SET EXERCISE -> Copy only this range: the line with "find torn front" through the final line of the material, inclusive at both ends.

Lines of data
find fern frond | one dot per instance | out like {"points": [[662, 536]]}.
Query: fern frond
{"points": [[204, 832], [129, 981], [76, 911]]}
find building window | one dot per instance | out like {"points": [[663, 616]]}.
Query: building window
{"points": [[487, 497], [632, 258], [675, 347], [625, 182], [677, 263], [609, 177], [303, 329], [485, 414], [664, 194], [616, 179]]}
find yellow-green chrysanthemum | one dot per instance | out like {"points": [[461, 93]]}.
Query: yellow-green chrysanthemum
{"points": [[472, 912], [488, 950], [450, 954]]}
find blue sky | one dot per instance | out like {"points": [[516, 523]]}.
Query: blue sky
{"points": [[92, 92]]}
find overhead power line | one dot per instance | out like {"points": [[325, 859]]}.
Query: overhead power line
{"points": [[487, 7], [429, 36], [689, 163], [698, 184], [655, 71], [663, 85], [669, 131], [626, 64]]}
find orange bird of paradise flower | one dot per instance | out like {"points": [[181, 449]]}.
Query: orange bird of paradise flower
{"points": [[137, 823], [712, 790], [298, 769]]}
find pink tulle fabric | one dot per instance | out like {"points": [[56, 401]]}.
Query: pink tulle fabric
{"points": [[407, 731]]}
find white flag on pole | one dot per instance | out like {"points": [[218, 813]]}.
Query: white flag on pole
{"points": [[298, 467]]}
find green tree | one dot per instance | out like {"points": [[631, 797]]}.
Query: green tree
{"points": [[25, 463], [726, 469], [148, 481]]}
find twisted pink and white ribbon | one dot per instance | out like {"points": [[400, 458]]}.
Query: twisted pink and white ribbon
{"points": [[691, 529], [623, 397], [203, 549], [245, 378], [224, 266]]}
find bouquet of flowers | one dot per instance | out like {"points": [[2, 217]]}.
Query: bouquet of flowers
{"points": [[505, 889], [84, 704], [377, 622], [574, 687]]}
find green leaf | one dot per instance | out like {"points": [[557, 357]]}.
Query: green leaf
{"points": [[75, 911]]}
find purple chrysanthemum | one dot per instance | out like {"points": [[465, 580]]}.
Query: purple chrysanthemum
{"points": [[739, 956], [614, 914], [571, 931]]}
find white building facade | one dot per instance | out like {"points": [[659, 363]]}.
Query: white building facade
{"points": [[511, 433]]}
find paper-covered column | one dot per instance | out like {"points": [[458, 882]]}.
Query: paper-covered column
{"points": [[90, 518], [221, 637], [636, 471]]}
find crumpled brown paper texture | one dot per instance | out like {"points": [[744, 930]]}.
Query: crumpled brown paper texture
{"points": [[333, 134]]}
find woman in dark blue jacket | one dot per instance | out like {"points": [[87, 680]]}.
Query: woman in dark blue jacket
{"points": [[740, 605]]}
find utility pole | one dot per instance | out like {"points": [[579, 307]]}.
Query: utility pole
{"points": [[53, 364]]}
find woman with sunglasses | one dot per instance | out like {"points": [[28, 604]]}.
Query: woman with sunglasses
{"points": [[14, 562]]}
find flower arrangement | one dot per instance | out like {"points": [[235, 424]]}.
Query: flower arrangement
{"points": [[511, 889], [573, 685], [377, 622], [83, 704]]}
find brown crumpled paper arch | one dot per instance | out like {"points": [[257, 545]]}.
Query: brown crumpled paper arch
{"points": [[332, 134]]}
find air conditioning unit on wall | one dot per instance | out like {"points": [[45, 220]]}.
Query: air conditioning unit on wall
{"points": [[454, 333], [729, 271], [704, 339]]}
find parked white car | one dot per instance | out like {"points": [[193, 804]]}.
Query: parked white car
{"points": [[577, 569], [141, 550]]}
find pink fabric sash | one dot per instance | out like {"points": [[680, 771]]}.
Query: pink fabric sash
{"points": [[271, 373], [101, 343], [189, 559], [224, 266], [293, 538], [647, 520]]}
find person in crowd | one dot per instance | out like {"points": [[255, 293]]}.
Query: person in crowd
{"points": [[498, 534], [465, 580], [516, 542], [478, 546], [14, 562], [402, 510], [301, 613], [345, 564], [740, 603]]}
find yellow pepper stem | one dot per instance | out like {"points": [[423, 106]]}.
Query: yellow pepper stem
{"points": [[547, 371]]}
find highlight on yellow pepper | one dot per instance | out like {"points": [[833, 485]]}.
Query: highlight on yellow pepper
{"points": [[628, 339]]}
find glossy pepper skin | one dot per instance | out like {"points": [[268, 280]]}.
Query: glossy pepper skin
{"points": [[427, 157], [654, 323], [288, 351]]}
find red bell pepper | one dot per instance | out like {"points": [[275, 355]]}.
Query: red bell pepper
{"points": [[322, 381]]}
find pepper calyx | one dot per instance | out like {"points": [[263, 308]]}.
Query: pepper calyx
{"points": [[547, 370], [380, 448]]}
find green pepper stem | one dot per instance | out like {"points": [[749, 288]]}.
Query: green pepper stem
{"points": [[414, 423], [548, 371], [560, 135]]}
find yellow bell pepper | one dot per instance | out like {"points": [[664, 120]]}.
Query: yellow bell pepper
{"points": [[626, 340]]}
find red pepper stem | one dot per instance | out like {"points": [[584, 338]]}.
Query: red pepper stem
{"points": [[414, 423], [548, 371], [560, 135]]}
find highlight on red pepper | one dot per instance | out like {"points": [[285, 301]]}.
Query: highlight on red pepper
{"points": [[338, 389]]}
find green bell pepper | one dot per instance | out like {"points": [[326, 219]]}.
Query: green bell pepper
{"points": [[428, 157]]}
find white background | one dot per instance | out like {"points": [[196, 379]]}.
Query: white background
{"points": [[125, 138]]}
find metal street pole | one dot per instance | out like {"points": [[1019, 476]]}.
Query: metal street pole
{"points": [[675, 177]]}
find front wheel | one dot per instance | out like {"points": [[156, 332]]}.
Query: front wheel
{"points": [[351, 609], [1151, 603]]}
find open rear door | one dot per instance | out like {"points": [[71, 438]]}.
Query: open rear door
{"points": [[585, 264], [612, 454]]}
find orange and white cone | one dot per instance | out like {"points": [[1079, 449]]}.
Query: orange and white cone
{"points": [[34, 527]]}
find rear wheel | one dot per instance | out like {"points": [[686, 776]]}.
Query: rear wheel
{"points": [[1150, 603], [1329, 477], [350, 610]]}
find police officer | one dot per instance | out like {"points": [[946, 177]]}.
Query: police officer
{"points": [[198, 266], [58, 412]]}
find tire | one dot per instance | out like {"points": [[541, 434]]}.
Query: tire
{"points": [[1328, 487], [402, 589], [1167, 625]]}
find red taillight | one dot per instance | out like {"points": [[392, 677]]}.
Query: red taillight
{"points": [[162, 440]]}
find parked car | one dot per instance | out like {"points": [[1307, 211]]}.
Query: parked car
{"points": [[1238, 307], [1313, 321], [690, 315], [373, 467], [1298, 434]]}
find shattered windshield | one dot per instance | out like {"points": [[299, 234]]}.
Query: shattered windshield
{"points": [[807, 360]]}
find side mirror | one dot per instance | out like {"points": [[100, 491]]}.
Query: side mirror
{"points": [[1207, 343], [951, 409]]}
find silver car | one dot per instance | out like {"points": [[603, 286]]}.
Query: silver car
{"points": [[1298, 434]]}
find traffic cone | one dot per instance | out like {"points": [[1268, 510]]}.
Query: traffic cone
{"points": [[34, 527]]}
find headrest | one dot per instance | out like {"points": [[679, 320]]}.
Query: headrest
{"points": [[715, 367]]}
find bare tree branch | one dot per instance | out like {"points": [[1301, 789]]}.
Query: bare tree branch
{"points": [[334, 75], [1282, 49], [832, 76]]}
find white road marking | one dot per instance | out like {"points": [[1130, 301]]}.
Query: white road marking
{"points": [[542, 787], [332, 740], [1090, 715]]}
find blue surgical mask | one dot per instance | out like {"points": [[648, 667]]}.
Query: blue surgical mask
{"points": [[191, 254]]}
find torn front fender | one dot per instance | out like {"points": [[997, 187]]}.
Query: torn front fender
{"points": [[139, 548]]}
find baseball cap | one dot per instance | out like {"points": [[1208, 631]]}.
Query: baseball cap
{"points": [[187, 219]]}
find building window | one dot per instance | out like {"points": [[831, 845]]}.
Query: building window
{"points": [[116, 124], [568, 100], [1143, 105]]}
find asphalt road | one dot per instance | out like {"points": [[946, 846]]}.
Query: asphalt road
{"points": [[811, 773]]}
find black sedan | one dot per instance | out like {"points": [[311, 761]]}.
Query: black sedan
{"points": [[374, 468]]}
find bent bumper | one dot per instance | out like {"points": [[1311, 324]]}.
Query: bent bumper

RESPONSE ->
find torn front fender | one dot per instance | out like {"points": [[997, 187]]}.
Query: torn front fender
{"points": [[139, 548]]}
find baseball cap | one dot per instance | out like {"points": [[1208, 631]]}.
Query: baseball cap
{"points": [[187, 219]]}
find building window | one dot per instance | out like {"points": [[831, 845]]}.
Query: building window
{"points": [[116, 124], [568, 100], [1143, 105]]}
find asphalt road | one dot per instance | out like {"points": [[946, 846]]}.
Query: asphalt road
{"points": [[811, 773]]}
find black sedan | one dot per instance | out like {"points": [[311, 761]]}.
Query: black sedan
{"points": [[374, 468]]}
find bent bumper | one dot per instance | out like {"points": [[1311, 324]]}.
Query: bent bumper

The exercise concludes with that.